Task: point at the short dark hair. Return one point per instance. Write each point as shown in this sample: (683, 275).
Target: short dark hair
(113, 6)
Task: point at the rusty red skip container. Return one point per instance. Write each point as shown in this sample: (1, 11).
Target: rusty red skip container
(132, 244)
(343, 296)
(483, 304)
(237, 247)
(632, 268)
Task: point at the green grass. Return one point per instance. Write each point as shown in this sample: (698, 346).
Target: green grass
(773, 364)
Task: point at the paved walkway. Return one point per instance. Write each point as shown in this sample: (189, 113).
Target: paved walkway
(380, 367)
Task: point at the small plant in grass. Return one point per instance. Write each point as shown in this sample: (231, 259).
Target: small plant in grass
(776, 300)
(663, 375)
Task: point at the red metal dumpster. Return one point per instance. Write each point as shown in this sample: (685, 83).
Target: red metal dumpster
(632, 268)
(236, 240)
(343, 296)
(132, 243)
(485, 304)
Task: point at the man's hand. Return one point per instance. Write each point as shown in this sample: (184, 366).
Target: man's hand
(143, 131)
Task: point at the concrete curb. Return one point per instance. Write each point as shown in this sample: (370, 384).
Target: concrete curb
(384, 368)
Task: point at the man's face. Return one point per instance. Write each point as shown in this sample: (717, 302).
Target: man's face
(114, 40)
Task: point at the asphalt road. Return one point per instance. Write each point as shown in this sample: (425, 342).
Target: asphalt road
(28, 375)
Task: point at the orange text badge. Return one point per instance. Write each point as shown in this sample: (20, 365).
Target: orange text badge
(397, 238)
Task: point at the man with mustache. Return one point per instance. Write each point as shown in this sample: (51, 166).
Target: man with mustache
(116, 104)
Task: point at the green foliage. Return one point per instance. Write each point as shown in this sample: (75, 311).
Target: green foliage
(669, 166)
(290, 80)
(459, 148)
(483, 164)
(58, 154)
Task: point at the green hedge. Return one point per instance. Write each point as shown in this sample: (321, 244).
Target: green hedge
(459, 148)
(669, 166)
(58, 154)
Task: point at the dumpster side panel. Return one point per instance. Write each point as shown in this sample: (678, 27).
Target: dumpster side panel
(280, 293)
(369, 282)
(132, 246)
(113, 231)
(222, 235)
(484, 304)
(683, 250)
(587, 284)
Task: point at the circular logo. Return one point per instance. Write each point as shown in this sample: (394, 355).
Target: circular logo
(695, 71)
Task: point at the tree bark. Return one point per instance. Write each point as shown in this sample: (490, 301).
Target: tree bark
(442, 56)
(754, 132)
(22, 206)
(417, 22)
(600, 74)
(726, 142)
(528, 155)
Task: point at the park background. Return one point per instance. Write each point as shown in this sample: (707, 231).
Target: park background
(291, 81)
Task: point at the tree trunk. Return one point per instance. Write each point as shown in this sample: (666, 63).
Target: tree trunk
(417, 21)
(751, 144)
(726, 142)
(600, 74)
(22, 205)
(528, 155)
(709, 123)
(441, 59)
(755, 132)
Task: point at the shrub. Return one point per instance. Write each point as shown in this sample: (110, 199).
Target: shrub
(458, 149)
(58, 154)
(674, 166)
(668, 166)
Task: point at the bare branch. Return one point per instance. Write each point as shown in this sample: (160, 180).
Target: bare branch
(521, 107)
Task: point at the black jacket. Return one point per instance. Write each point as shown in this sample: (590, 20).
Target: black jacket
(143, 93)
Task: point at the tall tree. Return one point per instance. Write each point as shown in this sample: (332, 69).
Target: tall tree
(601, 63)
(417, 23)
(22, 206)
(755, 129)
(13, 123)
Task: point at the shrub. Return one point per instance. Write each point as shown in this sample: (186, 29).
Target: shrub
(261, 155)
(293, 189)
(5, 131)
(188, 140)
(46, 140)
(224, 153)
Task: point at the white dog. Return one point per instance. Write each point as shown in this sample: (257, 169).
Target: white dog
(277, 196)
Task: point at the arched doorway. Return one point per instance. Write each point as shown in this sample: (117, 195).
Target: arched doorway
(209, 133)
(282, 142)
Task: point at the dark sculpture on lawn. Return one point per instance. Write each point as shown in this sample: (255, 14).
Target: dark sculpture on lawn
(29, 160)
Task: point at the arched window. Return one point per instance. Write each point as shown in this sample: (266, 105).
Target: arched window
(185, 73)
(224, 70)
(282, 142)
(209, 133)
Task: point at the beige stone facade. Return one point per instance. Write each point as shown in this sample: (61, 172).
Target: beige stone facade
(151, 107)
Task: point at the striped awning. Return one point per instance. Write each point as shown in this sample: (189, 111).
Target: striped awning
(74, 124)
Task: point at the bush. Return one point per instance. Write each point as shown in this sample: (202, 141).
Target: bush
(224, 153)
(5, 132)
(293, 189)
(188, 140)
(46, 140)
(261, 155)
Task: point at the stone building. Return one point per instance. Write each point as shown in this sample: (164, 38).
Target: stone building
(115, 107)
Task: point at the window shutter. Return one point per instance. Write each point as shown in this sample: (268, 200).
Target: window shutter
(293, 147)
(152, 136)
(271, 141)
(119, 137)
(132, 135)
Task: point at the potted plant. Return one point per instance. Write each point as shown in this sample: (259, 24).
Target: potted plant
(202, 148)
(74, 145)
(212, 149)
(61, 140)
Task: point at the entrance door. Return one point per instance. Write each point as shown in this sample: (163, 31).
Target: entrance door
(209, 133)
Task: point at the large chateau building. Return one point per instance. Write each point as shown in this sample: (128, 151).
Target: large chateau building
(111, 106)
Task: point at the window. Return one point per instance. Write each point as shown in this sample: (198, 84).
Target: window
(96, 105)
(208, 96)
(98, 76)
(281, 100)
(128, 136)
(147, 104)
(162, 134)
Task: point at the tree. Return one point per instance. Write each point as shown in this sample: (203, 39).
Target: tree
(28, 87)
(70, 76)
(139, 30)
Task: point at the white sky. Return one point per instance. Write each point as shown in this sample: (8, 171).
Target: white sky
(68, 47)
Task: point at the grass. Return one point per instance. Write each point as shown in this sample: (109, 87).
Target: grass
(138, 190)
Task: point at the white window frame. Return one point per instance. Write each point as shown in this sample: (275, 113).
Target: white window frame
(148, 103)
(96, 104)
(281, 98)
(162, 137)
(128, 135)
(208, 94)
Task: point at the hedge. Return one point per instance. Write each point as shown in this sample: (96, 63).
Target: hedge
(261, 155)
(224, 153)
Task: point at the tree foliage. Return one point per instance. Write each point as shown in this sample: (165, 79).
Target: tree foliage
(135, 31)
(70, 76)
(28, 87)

______

Would you repeat all the material exactly as it is shown?

**Expected answer**:
Task: point at the short dark hair. Return one point per instance. Write each point as shown in this sample: (683, 275).
Target: short dark hair
(113, 6)
Task: point at the rusty red skip container. Return one point per instance. Write each point as shown in this sample: (1, 11).
Target: rusty red skip container
(132, 244)
(343, 296)
(483, 304)
(237, 247)
(632, 268)
Task: point at the green grass. Return one point per instance. Write each point as shown in this sample: (698, 346).
Target: green grass
(773, 364)
Task: point at the paved walkway. Return one point per instance. Write each point as shown in this sample: (189, 113).
Target: paved walkway
(380, 367)
Task: point at the small plant in grass. Return one point per instance. Write each point as shown in this sample: (231, 259).
Target: small plant in grass
(776, 300)
(663, 375)
Task: point at the red metal dumpster. Return one point per instance. Write each point as shown in this sample: (685, 83).
Target: red metal dumpster
(632, 268)
(236, 240)
(343, 296)
(132, 243)
(485, 304)
Task: point at the man's hand. Return one point per instance. Write each point as shown in this sample: (184, 366).
Target: man's hand
(143, 131)
Task: point at the concrete curb. Return one point per instance. Write each point as shown in this sample: (370, 384).
Target: concrete curb
(384, 368)
Task: point at the man's face. Return one point per instance. Write each point as shown in this sample: (717, 302).
Target: man's face
(114, 40)
Task: point at the asphalt road. Return one point per instance. Write each point as shown in this sample: (425, 342).
Target: asphalt road
(28, 375)
Task: point at the orange text badge. Return one point per instance. Write each point as shown in this sample: (20, 365).
Target: orange text badge
(397, 238)
Task: point at the man with mustache. Return one point per instance. Write each point as shown in this sample: (51, 166).
Target: man with mustache
(116, 104)
Task: point at the green foliage. Return one point per instance. Write each point as shown in this sample: (75, 311).
Target: green foliage
(669, 166)
(290, 80)
(459, 148)
(483, 164)
(58, 154)
Task: point at the green hedge. Return one point per instance. Write each point as shown in this sample: (321, 244).
Target: green hedge
(459, 148)
(669, 166)
(58, 154)
Task: point at the dumpster side panel. Return one point per instance. Write each point as shown in this sample: (678, 27).
Target: dumpster side panel
(280, 293)
(369, 282)
(132, 246)
(113, 231)
(222, 235)
(484, 304)
(683, 250)
(587, 284)
Task: point at the circular logo. Return one point per instance. Write each point as shown in this sample: (394, 355).
Target: circular logo
(695, 71)
Task: point at the tree bark. Return one point per instance. Write each point as shown in this sample: (490, 301).
Target: tree bark
(442, 56)
(754, 132)
(22, 206)
(417, 22)
(600, 74)
(726, 142)
(528, 155)
Task: point at the park background. Return one point per instance. Write each point as shown in this sample: (707, 231).
Target: park background
(291, 81)
Task: point at the tree trunk. Return one point per instance. Write each point as shown in this sample: (666, 63).
Target: tree trunk
(417, 21)
(751, 144)
(726, 142)
(600, 74)
(22, 205)
(528, 155)
(709, 123)
(441, 59)
(755, 132)
Task: point at the shrub. Return one point per instance. Write each point as shown in this sample: (110, 199).
Target: shrub
(458, 149)
(58, 154)
(674, 166)
(668, 166)
Task: point at the bare branch. Return one point per instance. Write each point as shown in this sample: (160, 180).
Target: bare branch
(521, 107)
Task: point at the black jacket. Return one point per instance. Write each point as shown in this sample: (590, 20).
Target: black jacket
(143, 93)
Task: point at the tall tree. Return one point per instance. Write each point as shown in this sample: (332, 69).
Target: tall tree
(601, 63)
(417, 23)
(22, 206)
(755, 129)
(13, 123)
Task: point at the shrub. Return one point per instance. Write each point as shown in this sample: (186, 29).
Target: shrub
(261, 155)
(293, 189)
(5, 131)
(188, 140)
(46, 140)
(224, 153)
Task: point at the white dog. Return one point per instance. Write each point as shown in this sample: (257, 169).
Target: white dog
(277, 196)
Task: point at the arched doorway. Return one point per instance. Write each point as shown in this sample: (117, 195).
Target: arched doorway
(209, 133)
(282, 142)
Task: point at the dark sculpture on lawn. Return one point per instance. Write each point as shown in this sample: (255, 14).
Target: dark sculpture on lawn
(29, 160)
Task: point at the arched window. Return one point per instance. Write each point as shown in this sample: (266, 105).
Target: arched window
(185, 73)
(224, 70)
(282, 142)
(209, 133)
Task: point at the beige stone facade. Return one point per instance. Write each point as shown in this sample: (61, 172).
Target: beige stone facade
(151, 107)
Task: point at the striped awning. Return one point per instance. Write each point as shown in this sample: (189, 111).
Target: striped awning
(74, 124)
Task: point at the bush. Return one point per instance. Write each point as shown in this sample: (202, 141).
Target: bush
(224, 153)
(5, 132)
(293, 189)
(188, 140)
(46, 140)
(261, 155)
Task: point at the stone building. Return one point per instance. Write each point as shown in this sample: (164, 38).
Target: stone building
(115, 107)
Task: point at the window shutter. Return one point per instance. Write each point as shown in this sample: (268, 200).
Target: window shutter
(293, 147)
(152, 136)
(271, 141)
(119, 137)
(132, 135)
Task: point at the potted plant. Return one point per instance. Write each point as shown in this sample: (259, 24).
Target: potted plant
(202, 148)
(74, 145)
(212, 149)
(61, 140)
Task: point at the entrance door. Return one point per instance. Write each point as shown in this sample: (163, 31).
Target: entrance door
(209, 133)
Task: point at the large chateau building. Return one point per instance. Write each point as shown in this sample: (128, 151).
Target: large chateau building
(111, 106)
Task: point at the window. Return one point per instance. Write each point as shown in this sample: (198, 84).
Target: window
(96, 105)
(208, 96)
(98, 76)
(281, 100)
(128, 136)
(147, 104)
(162, 134)
Task: point at the tree. Return one point per instance. Write each point as shown in this sample: (203, 39).
Target: tree
(28, 87)
(70, 76)
(139, 30)
Task: point at the white sky. Return one point per instance. Write each point as shown in this sample: (8, 171).
Target: white sky
(68, 47)
Task: point at the grass. Return one point per instance. Write each point as shown in this sample: (109, 87).
Target: grass
(138, 190)
Task: point at the white window frame. Return one point per instance. Write each point as shown in this sample: (275, 113).
Target: white window frame
(148, 103)
(96, 104)
(281, 98)
(162, 137)
(128, 135)
(208, 94)
Task: point at the hedge. Return one point per instance. Write each point as shown in this sample: (96, 63).
Target: hedge
(261, 155)
(224, 153)
Task: point at the tree foliage. Return one point per instance. Write each point as shown in this sample: (165, 79).
Target: tree foliage
(135, 31)
(70, 76)
(28, 87)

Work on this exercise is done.